Image object location entries
__________________________________________________

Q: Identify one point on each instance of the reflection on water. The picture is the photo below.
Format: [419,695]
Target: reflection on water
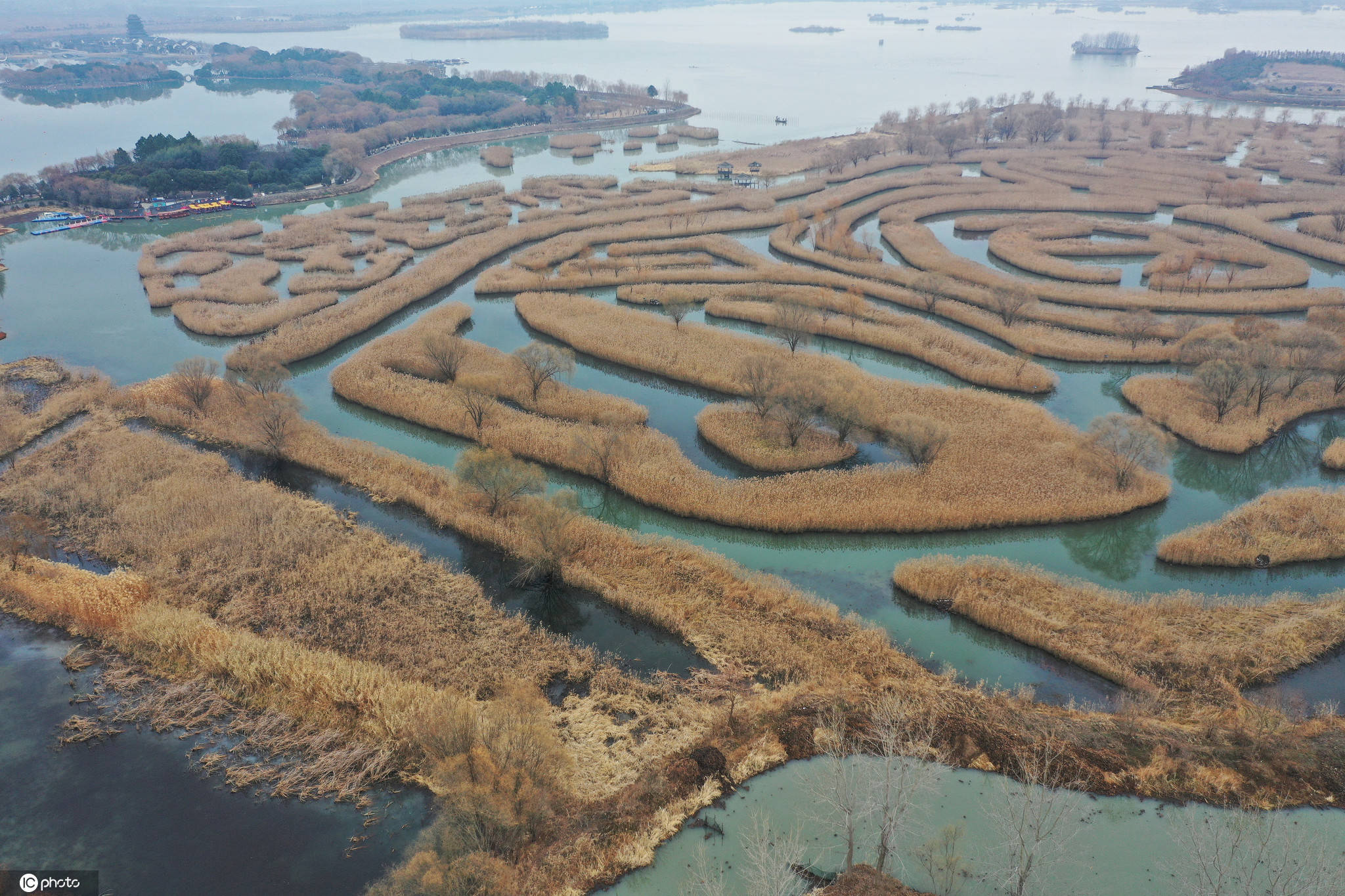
[563,609]
[1116,845]
[139,812]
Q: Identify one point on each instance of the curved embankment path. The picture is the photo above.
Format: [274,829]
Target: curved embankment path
[370,165]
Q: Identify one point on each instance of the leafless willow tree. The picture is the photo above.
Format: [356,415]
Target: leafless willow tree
[791,324]
[1254,853]
[1220,385]
[194,381]
[275,418]
[906,773]
[761,378]
[602,449]
[445,354]
[1126,444]
[1136,327]
[921,438]
[768,859]
[839,792]
[1034,819]
[1011,303]
[477,399]
[542,364]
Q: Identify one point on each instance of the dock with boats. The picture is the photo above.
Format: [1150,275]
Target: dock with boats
[152,210]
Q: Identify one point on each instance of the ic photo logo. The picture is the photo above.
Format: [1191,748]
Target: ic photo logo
[47,882]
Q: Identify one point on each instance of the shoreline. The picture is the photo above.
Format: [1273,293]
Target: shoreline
[370,165]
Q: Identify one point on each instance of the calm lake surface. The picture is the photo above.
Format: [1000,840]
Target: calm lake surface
[77,296]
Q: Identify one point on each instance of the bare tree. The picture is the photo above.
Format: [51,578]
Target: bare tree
[920,438]
[498,477]
[1126,444]
[194,381]
[1219,383]
[478,400]
[275,418]
[257,373]
[678,312]
[839,792]
[544,363]
[1009,303]
[553,538]
[1136,327]
[943,861]
[1338,224]
[761,377]
[445,354]
[847,409]
[1264,372]
[906,773]
[600,449]
[1248,852]
[1034,819]
[768,859]
[797,406]
[791,324]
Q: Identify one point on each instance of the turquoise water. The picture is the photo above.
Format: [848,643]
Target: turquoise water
[77,296]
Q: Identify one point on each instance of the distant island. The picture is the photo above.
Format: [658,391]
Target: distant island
[1308,77]
[508,32]
[92,75]
[1114,43]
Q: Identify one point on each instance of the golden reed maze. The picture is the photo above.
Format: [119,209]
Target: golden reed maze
[537,797]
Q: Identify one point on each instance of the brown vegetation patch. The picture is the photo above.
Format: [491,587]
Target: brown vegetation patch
[498,156]
[763,444]
[1278,527]
[1183,641]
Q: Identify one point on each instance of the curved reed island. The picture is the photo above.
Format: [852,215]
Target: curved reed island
[607,774]
[977,459]
[1193,645]
[779,441]
[1279,527]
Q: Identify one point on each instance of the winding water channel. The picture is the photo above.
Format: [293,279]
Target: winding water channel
[77,296]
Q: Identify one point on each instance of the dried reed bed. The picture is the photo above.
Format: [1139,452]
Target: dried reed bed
[69,394]
[927,341]
[219,319]
[380,268]
[256,557]
[458,194]
[763,445]
[491,371]
[694,133]
[1181,641]
[726,614]
[572,141]
[808,652]
[1006,461]
[1174,403]
[233,238]
[242,284]
[124,610]
[498,156]
[1334,454]
[1250,224]
[1287,526]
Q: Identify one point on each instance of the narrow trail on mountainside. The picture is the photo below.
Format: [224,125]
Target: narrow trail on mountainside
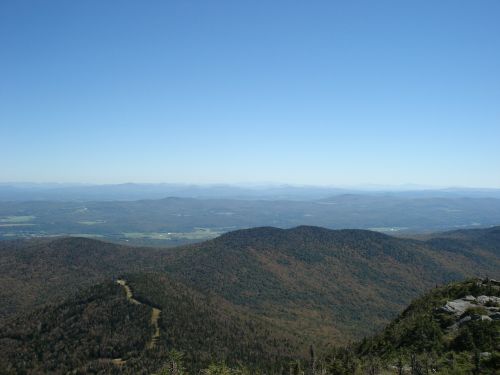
[155,313]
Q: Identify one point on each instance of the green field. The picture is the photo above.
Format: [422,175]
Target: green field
[197,234]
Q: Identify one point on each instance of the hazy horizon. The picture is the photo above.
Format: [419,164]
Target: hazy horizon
[329,94]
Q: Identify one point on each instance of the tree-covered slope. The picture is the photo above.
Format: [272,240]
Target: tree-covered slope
[331,284]
[101,330]
[324,284]
[454,329]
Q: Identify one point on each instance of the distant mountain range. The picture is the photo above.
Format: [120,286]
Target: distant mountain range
[136,191]
[176,221]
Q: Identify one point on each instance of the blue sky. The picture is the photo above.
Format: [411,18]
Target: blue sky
[309,92]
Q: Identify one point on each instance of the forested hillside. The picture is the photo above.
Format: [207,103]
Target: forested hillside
[100,330]
[327,285]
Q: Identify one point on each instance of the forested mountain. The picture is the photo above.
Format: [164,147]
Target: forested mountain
[174,221]
[101,330]
[337,284]
[325,285]
[108,329]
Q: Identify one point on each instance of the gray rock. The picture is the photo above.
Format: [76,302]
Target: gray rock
[457,307]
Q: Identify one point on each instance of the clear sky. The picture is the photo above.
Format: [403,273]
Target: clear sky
[304,92]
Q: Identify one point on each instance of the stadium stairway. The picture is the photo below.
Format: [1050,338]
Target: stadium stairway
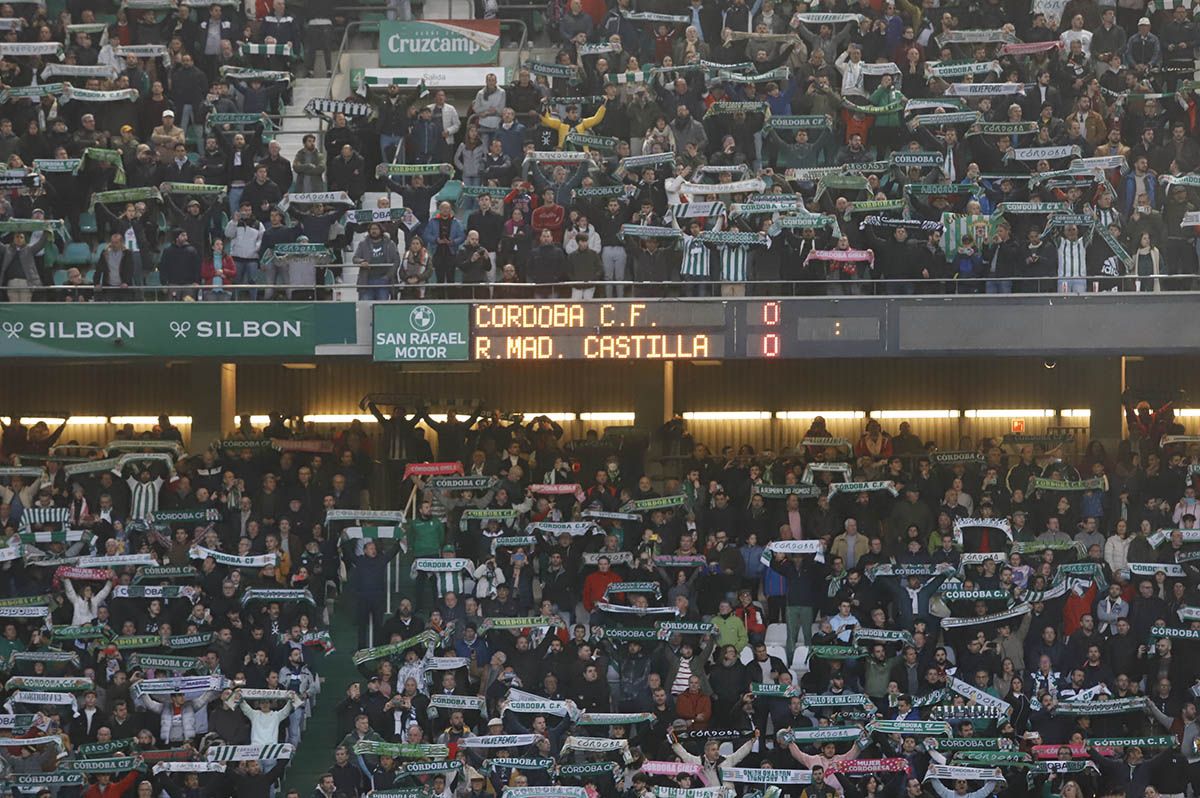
[315,754]
[295,124]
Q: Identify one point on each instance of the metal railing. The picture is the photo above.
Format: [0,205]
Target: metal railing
[707,288]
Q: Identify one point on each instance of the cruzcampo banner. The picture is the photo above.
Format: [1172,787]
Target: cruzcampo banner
[429,42]
[173,329]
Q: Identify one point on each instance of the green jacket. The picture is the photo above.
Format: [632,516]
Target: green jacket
[426,537]
[731,631]
[883,96]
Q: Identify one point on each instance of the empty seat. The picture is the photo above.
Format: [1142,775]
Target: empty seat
[777,635]
[77,253]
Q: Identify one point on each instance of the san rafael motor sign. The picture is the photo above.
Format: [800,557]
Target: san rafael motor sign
[174,329]
[461,42]
[415,331]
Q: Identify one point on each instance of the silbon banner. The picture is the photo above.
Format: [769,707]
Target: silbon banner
[199,329]
[430,42]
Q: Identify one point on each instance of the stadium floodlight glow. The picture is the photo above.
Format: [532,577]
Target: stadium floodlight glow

__________________________________________________

- Exercise objective: Rewrite every line of the items above as a numbered list, skipping any blank lines. Leave the pictures out of your answer.

- Result for this exercise:
1. Q: Identify one point on each instance of the reflection on water. The picture is the photo below.
2. Format: [419,695]
3. Target: reflection on water
4. [563,609]
5. [1116,845]
6. [139,812]
7. Q: Identify one point on each instance of the curved embankment path. The picture is the photo above.
8. Format: [274,829]
9. Target: curved embankment path
10. [370,165]
11. Q: Identify one point on each instance of the leafless willow tree. The picture is the photo above.
12. Format: [356,415]
13. Target: leafless willow tree
14. [791,324]
15. [1254,853]
16. [1220,385]
17. [194,381]
18. [275,418]
19. [906,773]
20. [761,378]
21. [602,449]
22. [445,354]
23. [1126,444]
24. [1136,327]
25. [921,438]
26. [768,859]
27. [839,792]
28. [1034,819]
29. [1011,303]
30. [477,399]
31. [542,364]
32. Q: Identify one point on each instance of the dock with boats. The picture is the photo above.
33. Format: [1150,275]
34. Target: dock with boats
35. [152,210]
36. Q: Identify one point on each instance of the ic photo logo. The picture is the photo above.
37. Format: [1191,748]
38. Target: ic photo logo
39. [47,882]
40. Q: Identify one point on each instance of the shoreline. The picture is the photo above.
41. Format: [1273,293]
42. Target: shoreline
43. [370,165]
44. Q: Identify one point on each instance of the calm lake surface. The picture is the photo above.
45. Format: [1000,840]
46. Target: calm lake surface
47. [77,296]
48. Q: Identify one point on each instance of the bare tree. The picture is the photo above.
49. Format: [51,578]
50. Target: bare tree
51. [920,438]
52. [498,477]
53. [1126,444]
54. [194,381]
55. [1219,383]
56. [478,400]
57. [275,418]
58. [257,373]
59. [678,312]
60. [839,792]
61. [544,363]
62. [1009,303]
63. [553,538]
64. [1136,327]
65. [943,861]
66. [1338,224]
67. [761,377]
68. [445,354]
69. [847,409]
70. [1264,372]
71. [906,773]
72. [600,449]
73. [1248,852]
74. [1034,819]
75. [768,859]
76. [797,406]
77. [791,324]
78. Q: Identify one point on each instance of the turquoise water. The picture is the photo above.
79. Format: [848,643]
80. Target: turquoise water
81. [77,296]
82. Q: Identify one point on each instance of the distant island. The picture is the photo above.
83. Format: [658,391]
84. Target: distant island
85. [1308,77]
86. [508,32]
87. [92,75]
88. [1114,43]
89. Q: Identify one point on each instance of the golden reed maze. The picture is the photo above.
90. Format: [119,209]
91. Target: golden reed maze
92. [537,797]
93. Q: Identify one point on each instance of the brown vegetation patch. The picture is the photo above.
94. Format: [491,587]
95. Target: brown vegetation patch
96. [498,156]
97. [763,444]
98. [1278,527]
99. [1183,641]
100. Q: Identify one point on each instance of the curved reed island. The picture is the photo above.
101. Format: [852,215]
102. Target: curved reed island
103. [607,774]
104. [977,459]
105. [1193,645]
106. [779,441]
107. [1279,527]
108. Q: Identify one point on each instance of the winding water channel. The picture is the photo above.
109. Format: [293,279]
110. Target: winding water channel
111. [77,296]
112. Q: Identify one point on each instance of the dried reed bed. The picture is the photo above.
113. Format: [1139,452]
114. Target: dried reed bed
115. [69,394]
116. [927,341]
117. [219,319]
118. [380,268]
119. [256,557]
120. [458,194]
121. [763,445]
122. [491,371]
123. [694,133]
124. [1181,641]
125. [726,614]
126. [572,141]
127. [808,652]
128. [1006,461]
129. [1174,403]
130. [233,238]
131. [242,284]
132. [124,610]
133. [498,156]
134. [1334,454]
135. [1250,224]
136. [1287,526]
137. Q: Identify one point on each instance of the narrow trail on mountainside. The picture is the photo below.
138. Format: [224,125]
139. Target: narrow trail on mountainside
140. [155,313]
141. Q: Identify one point on each instance of the green field. The picture is the photo above.
142. Format: [422,175]
143. Target: green field
144. [197,234]
145. Q: Identify one point on each instance of the hazy horizon. The picture is the photo above.
146. Format: [419,164]
147. Target: hazy horizon
148. [329,94]
149. Q: Identify one point on each instance of the tree-covered slope. The picture is the photo above.
150. Format: [272,240]
151. Target: tree-covered slope
152. [331,284]
153. [101,330]
154. [324,284]
155. [454,329]
156. Q: Identify one point on each instance of the distant mountain range. The picture is the photo above.
157. Format: [120,286]
158. Target: distant mountain range
159. [136,191]
160. [176,221]
161. Q: Identify one point on each instance of the blue sky. The picture is the photo above.
162. Format: [411,18]
163. Target: blue sky
164. [309,92]
165. Q: Identify one point on each instance of the forested hillside. The picture is the photo above.
166. Format: [207,103]
167. Target: forested hillside
168. [100,330]
169. [327,285]
170. Q: Identify one point on each instance of the forested mountain. The picture is the photo above.
171. Format: [164,147]
172. Target: forested mountain
173. [174,221]
174. [101,330]
175. [337,284]
176. [325,285]
177. [108,329]
178. Q: Identify one point on each instance of the gray rock. The picture is the photo above.
179. Format: [76,302]
180. Target: gray rock
181. [457,307]
182. Q: Identify one point on each instance of the clear sky. The picture is the photo above.
183. Format: [403,273]
184. Target: clear sky
185. [304,92]
186. Q: Identify one point on each instance of the stadium stairway. The picture is the photo below.
187. Format: [1050,338]
188. Target: stadium stairway
189. [315,754]
190. [295,124]
191. Q: Identify one point on each instance of the metal railing. The picture is the photo above.
192. Format: [0,205]
193. Target: metal railing
194. [707,288]
195. Q: Identify one point on each instance of the cruzcampo banner. The picture is the photo above.
196. Format: [1172,787]
197. Target: cruzcampo banner
198. [429,42]
199. [173,329]
200. Q: Identify one point on each instance of the green jacket. The picture is the photo above.
201. Format: [632,516]
202. Target: green jacket
203. [426,537]
204. [731,631]
205. [883,96]
206. Q: Identify one point on each instance of the empty seat. The picture is the photo above.
207. Format: [1142,775]
208. Target: empty seat
209. [777,635]
210. [77,253]
211. Q: Identify one point on each instance of the san rafael motor sign. The picture is the photo above.
212. Format: [800,557]
213. Target: san rafael motor sign
214. [174,329]
215. [461,42]
216. [415,331]
217. Q: Identify one point on each instance of the silbon banner. The picture is the photo above.
218. Format: [769,707]
219. Target: silbon banner
220. [199,329]
221. [430,42]
222. Q: Identify one point on each instance of the stadium floodlight glow. The picture is the photo above.
223. Format: [532,577]
224. Target: stadium floodlight glow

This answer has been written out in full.